━━━━━ Textabschnitt ━━━━━
Die Polizei sucht nach Spuren. Foto: Jürgen Lück

Facebook-Post wartet mit hetzerischer "selbst-schuld"-Rhetorik auf. Opfer steht am Pranger.

Horb-Nordstetten - Chronik eines instrumentalisierten Verbrechens: Es ist Samstag, der 3. November. Immobilien-Investor Michael Riecher wird tot in seinem Haus in Nordstetten gefunden. Bald steht fest: Der 57-Jährige wurde getötet. Eine Woche später nimmt die Polizei einen Tatverdächtigen fest. Einen 27-jährigen Syrer, der zur Miete in Riechers Elternhaus lebt.
━━━━━
▶ _Aufgabe 1_
Gib im Bericht über die Tat in Nordstetten den Abschnitt von „Facebook-Post wartet mit“ bis „Riechers Elternhaus lebt.“ wieder und tausche dabei „Samstag“ gegen „Sonntag“.
▶ _Aufgabe 2_
Schreibe den Bericht über die Tat in Nordstetten im Anschluss an seinen letzten Satz weiter.
Die Einträge haben mit dem Bericht über die Tat in Nordstetten nichts zu tun.
━━━━━ Datensatzauszug ━━━━━
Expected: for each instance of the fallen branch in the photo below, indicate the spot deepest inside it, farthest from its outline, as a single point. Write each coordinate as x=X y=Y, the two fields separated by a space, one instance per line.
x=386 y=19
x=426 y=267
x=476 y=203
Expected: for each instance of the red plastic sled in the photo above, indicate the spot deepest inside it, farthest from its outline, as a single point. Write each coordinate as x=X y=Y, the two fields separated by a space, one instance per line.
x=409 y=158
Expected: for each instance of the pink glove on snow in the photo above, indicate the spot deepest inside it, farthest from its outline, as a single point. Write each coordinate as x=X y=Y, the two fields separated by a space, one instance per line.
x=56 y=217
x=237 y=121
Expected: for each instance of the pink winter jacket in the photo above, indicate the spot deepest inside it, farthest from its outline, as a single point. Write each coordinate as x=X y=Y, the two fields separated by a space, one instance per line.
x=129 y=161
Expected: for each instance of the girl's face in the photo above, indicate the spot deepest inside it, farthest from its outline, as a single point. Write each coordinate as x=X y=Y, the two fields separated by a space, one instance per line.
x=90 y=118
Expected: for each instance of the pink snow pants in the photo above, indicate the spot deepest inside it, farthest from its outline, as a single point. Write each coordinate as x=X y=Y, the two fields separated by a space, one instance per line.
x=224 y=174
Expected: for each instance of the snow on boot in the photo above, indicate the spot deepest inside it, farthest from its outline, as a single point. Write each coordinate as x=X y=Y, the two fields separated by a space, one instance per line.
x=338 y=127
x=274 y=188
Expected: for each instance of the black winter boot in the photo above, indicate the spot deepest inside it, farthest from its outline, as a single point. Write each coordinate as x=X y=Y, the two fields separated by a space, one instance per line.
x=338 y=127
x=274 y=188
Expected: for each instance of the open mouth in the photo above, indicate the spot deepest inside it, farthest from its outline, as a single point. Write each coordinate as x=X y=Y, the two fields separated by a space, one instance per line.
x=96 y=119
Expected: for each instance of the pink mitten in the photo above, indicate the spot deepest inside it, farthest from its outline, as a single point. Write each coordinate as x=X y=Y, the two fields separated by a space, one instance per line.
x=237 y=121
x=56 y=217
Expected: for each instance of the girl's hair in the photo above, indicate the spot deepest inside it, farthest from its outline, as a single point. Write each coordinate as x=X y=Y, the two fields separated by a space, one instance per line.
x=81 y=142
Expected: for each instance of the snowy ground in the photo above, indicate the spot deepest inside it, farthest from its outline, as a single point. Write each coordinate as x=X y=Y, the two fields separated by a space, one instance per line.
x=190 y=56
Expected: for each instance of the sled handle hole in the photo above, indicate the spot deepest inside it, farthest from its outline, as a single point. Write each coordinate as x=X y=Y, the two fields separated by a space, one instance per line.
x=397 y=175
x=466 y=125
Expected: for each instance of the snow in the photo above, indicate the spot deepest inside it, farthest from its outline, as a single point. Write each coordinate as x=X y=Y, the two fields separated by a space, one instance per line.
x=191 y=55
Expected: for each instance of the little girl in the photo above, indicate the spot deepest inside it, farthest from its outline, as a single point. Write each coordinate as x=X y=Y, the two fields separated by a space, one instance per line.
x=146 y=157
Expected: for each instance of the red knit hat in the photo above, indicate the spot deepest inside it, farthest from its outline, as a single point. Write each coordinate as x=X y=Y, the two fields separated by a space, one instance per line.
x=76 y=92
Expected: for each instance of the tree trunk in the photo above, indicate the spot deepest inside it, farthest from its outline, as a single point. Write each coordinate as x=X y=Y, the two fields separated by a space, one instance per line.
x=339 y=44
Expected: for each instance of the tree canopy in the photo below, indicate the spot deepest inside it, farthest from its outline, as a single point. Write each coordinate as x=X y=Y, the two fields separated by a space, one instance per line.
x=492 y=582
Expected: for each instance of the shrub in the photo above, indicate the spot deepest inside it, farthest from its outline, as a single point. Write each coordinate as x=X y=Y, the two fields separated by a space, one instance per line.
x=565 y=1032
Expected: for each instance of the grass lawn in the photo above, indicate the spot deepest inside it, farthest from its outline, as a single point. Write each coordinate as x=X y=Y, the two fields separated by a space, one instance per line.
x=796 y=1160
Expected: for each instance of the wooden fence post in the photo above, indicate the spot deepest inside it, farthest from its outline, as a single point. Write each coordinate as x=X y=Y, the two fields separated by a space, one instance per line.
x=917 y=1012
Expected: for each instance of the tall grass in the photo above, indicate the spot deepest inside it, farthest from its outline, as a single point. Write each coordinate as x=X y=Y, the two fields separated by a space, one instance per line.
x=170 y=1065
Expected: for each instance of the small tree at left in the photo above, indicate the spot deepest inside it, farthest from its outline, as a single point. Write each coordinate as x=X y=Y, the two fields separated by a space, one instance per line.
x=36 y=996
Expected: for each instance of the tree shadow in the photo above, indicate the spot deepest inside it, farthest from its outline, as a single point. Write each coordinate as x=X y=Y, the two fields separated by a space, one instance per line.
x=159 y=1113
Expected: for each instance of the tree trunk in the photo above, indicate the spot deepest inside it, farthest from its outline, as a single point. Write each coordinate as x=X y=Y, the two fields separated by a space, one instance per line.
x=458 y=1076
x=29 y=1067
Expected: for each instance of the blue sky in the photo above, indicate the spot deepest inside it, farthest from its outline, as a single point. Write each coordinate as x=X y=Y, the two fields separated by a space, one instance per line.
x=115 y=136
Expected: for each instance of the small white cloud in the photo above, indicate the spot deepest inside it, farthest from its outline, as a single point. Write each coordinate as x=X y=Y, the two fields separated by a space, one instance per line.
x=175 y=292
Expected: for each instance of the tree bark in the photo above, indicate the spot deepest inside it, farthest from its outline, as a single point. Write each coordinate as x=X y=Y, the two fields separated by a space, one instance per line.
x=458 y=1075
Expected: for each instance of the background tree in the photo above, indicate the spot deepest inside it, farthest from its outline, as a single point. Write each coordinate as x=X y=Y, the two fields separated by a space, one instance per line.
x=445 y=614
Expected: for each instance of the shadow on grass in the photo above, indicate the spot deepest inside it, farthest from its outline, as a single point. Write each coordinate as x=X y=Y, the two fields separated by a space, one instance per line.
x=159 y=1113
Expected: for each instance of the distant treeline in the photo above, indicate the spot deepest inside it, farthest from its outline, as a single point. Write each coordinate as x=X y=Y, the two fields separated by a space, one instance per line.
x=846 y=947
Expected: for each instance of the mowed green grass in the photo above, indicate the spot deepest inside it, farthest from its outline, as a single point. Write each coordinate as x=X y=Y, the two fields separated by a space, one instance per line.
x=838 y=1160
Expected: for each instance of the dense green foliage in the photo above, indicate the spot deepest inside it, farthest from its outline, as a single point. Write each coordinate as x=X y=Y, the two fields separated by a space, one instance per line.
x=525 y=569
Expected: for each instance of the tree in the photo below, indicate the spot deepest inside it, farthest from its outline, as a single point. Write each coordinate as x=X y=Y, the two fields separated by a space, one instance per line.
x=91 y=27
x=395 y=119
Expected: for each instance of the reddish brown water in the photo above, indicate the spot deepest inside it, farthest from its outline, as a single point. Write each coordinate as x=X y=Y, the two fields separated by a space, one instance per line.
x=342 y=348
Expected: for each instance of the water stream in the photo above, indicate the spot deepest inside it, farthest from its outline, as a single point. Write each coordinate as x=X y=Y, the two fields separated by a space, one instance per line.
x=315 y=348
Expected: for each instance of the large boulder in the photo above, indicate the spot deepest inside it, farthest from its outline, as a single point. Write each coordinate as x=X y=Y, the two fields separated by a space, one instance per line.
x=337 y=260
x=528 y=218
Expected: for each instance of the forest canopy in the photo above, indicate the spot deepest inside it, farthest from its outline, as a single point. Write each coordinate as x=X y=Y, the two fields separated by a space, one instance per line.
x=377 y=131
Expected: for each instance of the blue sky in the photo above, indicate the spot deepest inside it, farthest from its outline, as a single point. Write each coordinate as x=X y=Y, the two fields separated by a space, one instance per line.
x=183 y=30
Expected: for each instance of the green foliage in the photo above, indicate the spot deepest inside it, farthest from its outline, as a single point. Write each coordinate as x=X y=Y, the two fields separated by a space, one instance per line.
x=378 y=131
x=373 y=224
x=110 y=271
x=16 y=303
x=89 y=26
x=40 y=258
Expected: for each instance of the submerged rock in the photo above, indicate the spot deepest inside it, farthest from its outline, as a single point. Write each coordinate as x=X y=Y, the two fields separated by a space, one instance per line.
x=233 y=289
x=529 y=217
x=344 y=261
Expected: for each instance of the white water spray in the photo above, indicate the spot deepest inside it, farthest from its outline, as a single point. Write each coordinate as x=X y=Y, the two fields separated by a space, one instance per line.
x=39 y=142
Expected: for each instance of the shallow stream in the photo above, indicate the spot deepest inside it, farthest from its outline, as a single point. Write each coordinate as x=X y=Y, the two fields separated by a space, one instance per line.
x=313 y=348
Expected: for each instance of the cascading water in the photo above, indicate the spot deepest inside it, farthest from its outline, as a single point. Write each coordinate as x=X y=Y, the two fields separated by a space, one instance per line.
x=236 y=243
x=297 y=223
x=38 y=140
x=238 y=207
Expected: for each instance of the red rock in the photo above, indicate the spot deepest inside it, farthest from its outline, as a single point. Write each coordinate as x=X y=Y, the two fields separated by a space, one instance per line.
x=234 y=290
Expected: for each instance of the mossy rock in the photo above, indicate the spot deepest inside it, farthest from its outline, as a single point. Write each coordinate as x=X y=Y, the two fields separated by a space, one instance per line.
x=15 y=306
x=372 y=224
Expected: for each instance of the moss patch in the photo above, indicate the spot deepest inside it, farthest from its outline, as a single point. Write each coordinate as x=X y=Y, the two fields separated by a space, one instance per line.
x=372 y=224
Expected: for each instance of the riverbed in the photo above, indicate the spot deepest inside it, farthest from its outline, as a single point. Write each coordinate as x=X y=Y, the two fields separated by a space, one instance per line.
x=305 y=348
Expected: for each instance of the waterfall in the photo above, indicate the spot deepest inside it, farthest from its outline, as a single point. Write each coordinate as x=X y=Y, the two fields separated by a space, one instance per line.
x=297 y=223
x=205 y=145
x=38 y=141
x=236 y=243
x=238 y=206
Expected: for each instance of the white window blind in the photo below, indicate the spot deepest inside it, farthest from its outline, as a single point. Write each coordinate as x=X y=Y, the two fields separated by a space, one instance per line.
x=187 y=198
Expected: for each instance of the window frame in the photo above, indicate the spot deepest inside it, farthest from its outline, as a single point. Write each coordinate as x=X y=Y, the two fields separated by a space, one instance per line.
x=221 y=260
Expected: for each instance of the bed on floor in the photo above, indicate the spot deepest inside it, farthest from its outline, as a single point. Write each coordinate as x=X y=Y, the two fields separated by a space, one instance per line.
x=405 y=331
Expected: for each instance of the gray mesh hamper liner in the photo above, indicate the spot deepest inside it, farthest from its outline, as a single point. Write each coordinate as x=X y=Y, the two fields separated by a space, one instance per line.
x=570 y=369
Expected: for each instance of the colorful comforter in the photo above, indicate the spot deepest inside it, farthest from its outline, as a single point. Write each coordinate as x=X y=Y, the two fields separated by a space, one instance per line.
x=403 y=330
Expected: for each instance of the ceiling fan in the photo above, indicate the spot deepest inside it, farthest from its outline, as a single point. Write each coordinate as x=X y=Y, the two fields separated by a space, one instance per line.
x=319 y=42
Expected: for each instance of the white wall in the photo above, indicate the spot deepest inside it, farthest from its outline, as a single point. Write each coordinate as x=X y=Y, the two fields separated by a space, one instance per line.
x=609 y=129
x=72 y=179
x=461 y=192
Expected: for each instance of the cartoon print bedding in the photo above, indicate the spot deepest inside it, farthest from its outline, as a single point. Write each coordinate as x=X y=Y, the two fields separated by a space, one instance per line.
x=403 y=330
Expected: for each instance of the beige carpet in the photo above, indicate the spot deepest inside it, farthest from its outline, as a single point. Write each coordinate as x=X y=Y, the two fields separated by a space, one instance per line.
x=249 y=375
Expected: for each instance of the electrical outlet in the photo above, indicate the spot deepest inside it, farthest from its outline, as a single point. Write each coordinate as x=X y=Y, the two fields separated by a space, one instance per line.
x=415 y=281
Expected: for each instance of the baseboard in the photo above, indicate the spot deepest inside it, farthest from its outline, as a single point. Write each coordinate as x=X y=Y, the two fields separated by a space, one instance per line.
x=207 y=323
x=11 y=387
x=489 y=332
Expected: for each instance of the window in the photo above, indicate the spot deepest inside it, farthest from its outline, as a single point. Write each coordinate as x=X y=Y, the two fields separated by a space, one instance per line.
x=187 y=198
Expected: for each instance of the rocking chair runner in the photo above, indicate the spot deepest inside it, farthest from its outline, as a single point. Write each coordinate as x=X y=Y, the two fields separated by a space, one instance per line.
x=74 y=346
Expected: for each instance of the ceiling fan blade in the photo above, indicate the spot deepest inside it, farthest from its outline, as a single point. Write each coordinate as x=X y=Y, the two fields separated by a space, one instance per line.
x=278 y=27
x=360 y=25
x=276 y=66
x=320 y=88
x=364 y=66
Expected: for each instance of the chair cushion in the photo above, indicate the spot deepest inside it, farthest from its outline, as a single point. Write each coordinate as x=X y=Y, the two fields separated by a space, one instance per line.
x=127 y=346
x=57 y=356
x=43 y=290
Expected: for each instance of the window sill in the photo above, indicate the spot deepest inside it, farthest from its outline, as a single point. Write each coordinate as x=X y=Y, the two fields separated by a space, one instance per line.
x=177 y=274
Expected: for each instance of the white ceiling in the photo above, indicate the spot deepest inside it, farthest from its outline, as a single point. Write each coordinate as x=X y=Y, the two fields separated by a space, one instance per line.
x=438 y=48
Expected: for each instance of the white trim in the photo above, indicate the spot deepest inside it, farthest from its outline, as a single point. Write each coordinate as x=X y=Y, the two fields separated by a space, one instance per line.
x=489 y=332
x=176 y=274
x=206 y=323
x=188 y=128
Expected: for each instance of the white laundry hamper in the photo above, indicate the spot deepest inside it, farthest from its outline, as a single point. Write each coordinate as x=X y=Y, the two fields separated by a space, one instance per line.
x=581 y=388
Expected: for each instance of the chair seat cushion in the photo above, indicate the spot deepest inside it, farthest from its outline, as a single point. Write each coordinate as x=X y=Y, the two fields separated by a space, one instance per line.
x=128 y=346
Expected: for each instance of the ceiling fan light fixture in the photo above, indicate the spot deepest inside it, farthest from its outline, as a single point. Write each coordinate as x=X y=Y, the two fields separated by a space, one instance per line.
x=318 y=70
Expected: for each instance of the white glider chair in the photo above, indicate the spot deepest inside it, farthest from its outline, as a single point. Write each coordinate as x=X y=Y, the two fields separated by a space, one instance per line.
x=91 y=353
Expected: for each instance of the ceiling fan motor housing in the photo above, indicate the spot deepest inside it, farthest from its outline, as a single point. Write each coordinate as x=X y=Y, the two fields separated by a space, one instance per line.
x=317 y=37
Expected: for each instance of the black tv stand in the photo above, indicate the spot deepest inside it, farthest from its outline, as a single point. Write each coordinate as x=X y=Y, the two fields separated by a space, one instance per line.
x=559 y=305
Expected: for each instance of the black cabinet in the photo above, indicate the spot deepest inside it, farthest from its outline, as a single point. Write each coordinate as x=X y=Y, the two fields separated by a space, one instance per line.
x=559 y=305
━━━━━
▶ _Schriftliche Antwort 1_
Facebook-Post wartet mit hetzerischer "selbst-schuld"-Rhetorik auf. Opfer steht am Pranger.

Horb-Nordstetten - Chronik eines instrumentalisierten Verbrechens: Es ist Sonntag, der 3. November. Immobilien-Investor Michael Riecher wird tot in seinem Haus in Nordstetten gefunden. Bald steht fest: Der 57-Jährige wurde getötet. Eine Woche später nimmt die Polizei einen Tatverdächtigen fest. Einen 27-jährigen Syrer, der zur Miete in Riechers Elternhaus lebt.

▶ _Schriftliche Antwort 2_
Auf Facebook verbreitet sich die Nachricht wie ein Lauffeuer. Vor allem auf asylkritischen Seiten geht die Meldung viral. Besonders ins Auge sticht ein Beitrag der Seite "Asylreport Baden-Württemberg". Dort wird der Artikel von schwarzwaelder-bote.de nicht einfach nur geteilt - der Post liefert den Usern auch gleich eine Zusammenfassung der vermeintlichen Fakten. Und die hat es in sich. Denn der Verdächtige steht plötzlich als überführter Täter da: Überschrieben ist der Post mit "Immobilienunternehmer nimmt Flüchtling in sein Haus auf, jetzt wurde er von dem 27-jährigen Syrer ermordet".

Tatsachen werden verdreht

Nicht die einzige Verdrehung der Tatsachen, die der Post zu bieten hat. Aus der im Artikel erwähnten günstigen Miete für Riechers Elternhaus wird kurzerhand ein kostenfreies Mietverhältnis, generell findet nur Erwähnung, was den Verdächtigen in ein schlechtes Licht rückt. Mit einer Ausnahme: Dass der 27-Jährige im Horber Arbeitskreis Asyl als Vorzeigebeispiel für gelungene Integration galt, wird gleich mehrfach betont. Nicht ohne zu bemerken, die Flüchtlingshelfer könnten "froh sein", dass sie "ihre Leichtfertigkeit" nicht das Leben gekostet habe.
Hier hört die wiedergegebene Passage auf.